Start of Extracted text

Topic 8 – Market Volatility and Your Retirement

Our second hypothetical example of sequence risk is going to be including a big brother Bill and little sister Jill, let’s see how sequence risk affects their decision as to how much income they should take out in their early years of retirement.

In this Federal example, our big brother bill is 60 years old. He decides to retire in 1996 and he has a total retirement asset pool of $1 million. His investments are invested in a broad market index. Let’s call it the S and P 500 many people are familiar with that benchmark index and bill withdraws his income out at 4% per year. But remember inflation, Bill’s gonna think about inflation, and he’s going to say that I want to step my income up each year, 3% to adjust for inflation. His little sister, Jill also decides to retire at age 60. She has a million dollars. Also her investments are the same as her big brother. Billy gave her some good financial advice and she decided to buy into a broad market index fund also. And she also factors her withdrawals for inflation at 3%. But I want to go back up to one important difference between big brother, bill and little sister, Jill big brother, bill retired in 1996, little sister, Jill.

End of Extracted text

* _What to produce_: Print the whole market volatility and retirement text word for word.

Start of Source material

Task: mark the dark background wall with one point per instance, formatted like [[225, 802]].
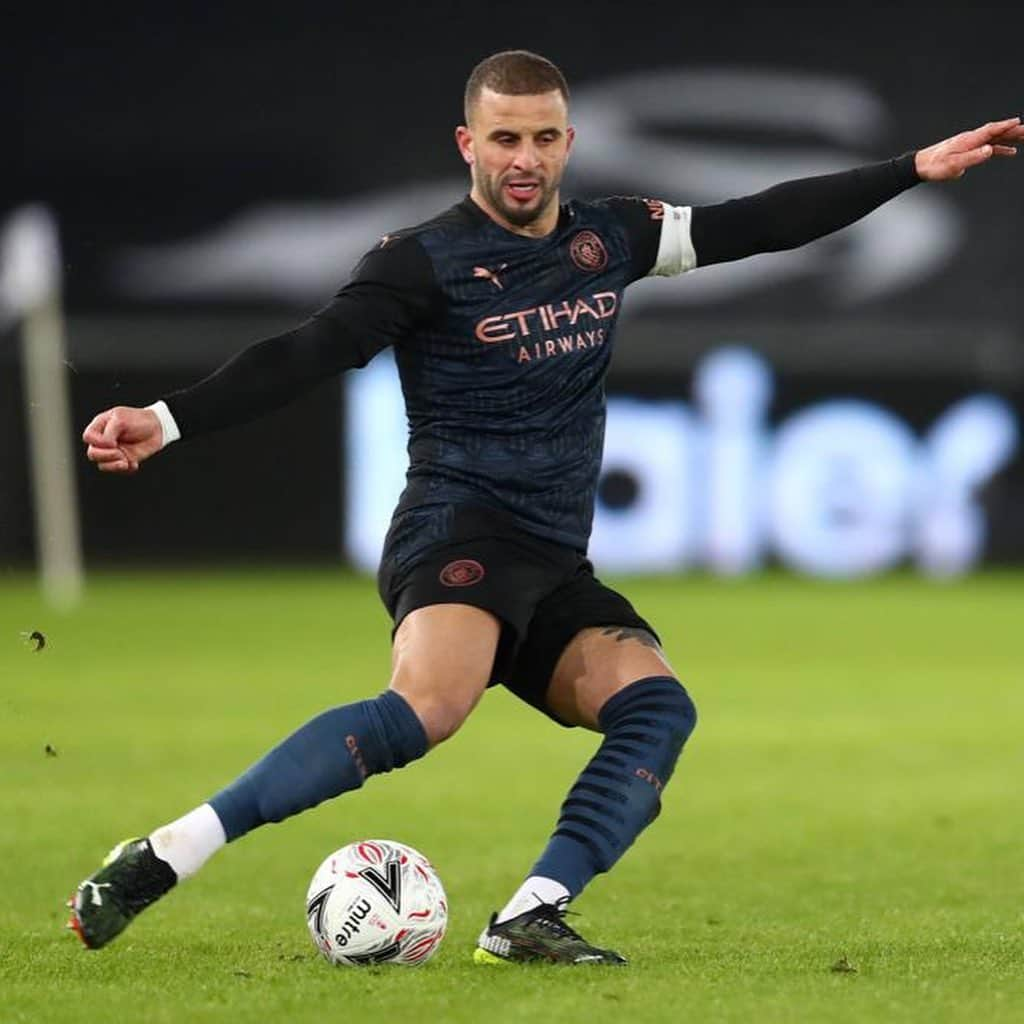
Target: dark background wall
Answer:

End of Source material

* _Written response_:
Topic 8 – Market Volatility and Your Retirement

Our second hypothetical example of sequence risk is going to be including a big brother Bill and little sister Jill, let’s see how sequence risk affects their decision as to how much income they should take out in their early years of retirement.

In this Federal example, our big brother bill is 60 years old. He decides to retire in 1996 and he has a total retirement asset pool of $1 million. His investments are invested in a broad market index. Let’s call it the S and P 500 many people are familiar with that benchmark index and bill withdraws his income out at 4% per year. But remember inflation, Bill’s gonna think about inflation, and he’s going to say that I want to step my income up each year, 3% to adjust for inflation. His little sister, Jill also decides to retire at age 60. She has a million dollars. Also her investments are the same as her big brother. Billy gave her some good financial advice and she decided to buy into a broad market index fund also. And she also factors her withdrawals for inflation at 3%. But I want to go back up to one important difference between big brother, bill and little sister, Jill big brother, bill retired in 1996, little sister, Jill.